**Records shown**:
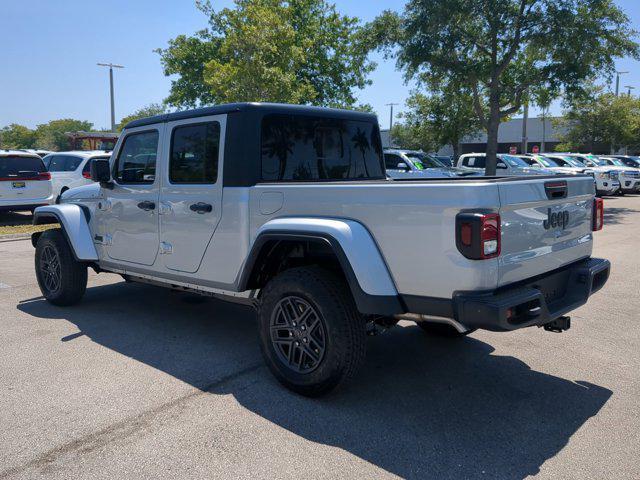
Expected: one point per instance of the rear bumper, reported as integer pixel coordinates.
(533, 302)
(18, 207)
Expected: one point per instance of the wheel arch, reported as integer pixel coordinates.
(74, 222)
(342, 244)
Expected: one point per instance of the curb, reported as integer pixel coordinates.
(14, 237)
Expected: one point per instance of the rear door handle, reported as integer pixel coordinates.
(201, 208)
(147, 206)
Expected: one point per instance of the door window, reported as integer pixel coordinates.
(194, 153)
(391, 161)
(137, 158)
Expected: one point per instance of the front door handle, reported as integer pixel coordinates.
(147, 206)
(201, 208)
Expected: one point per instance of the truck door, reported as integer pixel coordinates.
(191, 193)
(129, 214)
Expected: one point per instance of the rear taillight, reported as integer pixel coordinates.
(478, 235)
(597, 219)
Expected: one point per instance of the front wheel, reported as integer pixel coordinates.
(61, 278)
(311, 335)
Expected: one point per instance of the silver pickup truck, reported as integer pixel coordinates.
(287, 208)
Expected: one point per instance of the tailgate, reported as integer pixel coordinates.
(546, 224)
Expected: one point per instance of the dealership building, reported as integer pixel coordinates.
(509, 138)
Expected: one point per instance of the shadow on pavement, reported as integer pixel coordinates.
(421, 407)
(15, 218)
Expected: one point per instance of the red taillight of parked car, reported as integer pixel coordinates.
(598, 215)
(478, 235)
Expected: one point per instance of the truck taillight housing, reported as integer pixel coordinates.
(597, 219)
(478, 235)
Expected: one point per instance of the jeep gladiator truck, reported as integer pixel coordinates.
(287, 208)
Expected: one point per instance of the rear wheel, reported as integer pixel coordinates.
(61, 278)
(443, 330)
(311, 334)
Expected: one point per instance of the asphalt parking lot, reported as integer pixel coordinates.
(140, 382)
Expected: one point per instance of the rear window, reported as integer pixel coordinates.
(63, 163)
(16, 166)
(474, 162)
(299, 148)
(87, 166)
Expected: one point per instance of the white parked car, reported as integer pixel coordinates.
(508, 165)
(607, 181)
(413, 164)
(71, 169)
(629, 176)
(24, 181)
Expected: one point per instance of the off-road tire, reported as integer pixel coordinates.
(443, 330)
(71, 274)
(345, 336)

**Problem description**: The answer should contain every line of the material exactly as written and no pictures.

**Written solution**:
Expected: one point per instance of the rear bumper, reported as integer pixel coordinates.
(533, 302)
(18, 207)
Expected: one point per instance of the wheel arch, reported as integer pixel coordinates.
(74, 222)
(342, 244)
Expected: one point per instance of the curb, reported as integer pixel coordinates.
(14, 237)
Expected: one point per instance of the rear door handle, reported as integer pixel coordinates.
(201, 208)
(147, 206)
Expected: one point per instance of the door window, reported as integer pixel coordinates.
(194, 153)
(391, 161)
(137, 158)
Expected: one point per instance of the front door handle, reported as integer pixel coordinates.
(147, 206)
(201, 208)
Expected: one point per instance of the truck door, reported as integer pixel coordinates.
(191, 193)
(129, 214)
Expected: one point per instance of the rear taillight, reported as integer pixel coordinates.
(478, 235)
(597, 219)
Expected: one point per instance of the front wheel, reported as integer pixel coordinates.
(61, 278)
(311, 335)
Expected: one point per instance of the silver pickup truck, reported as integer pixel coordinates.
(287, 208)
Expected: one point per instance of the tailgate, reported as integer pixel coordinates.
(546, 224)
Expected: one point per instance of the dealership building, reported as integer pixel coordinates.
(509, 138)
Expected: one point per instance of the shadow on pavement, reported as integer pixel coordinates.
(421, 407)
(15, 218)
Expected: one point per instance of the red taillight of parked car, reported as integer pixel coordinates.
(598, 215)
(478, 235)
Expected: one point per instance of the truck taillight housing, reported as integer pixel coordinates.
(597, 219)
(478, 235)
Expected: one point per instance of the jeep gladiator truck, reported as integer pixel coordinates.
(287, 208)
Expected: one point per instance of the rear wheel, reported as integer pixel coordinates.
(61, 278)
(443, 330)
(311, 334)
Expected: one point per instance of the asphalt parking lot, reported as integer pixel coordinates.
(140, 382)
Expected: one point per instance of the rear window, reported as integer pixel coordinates.
(63, 163)
(16, 166)
(474, 162)
(299, 148)
(87, 166)
Expected: one point per instance of the white parked car, reported as integer pixel coordinates.
(508, 165)
(607, 181)
(413, 164)
(71, 169)
(629, 176)
(24, 181)
Expected: one point per instance of the off-road tire, reported as integer pixel coordinates.
(443, 330)
(71, 274)
(345, 336)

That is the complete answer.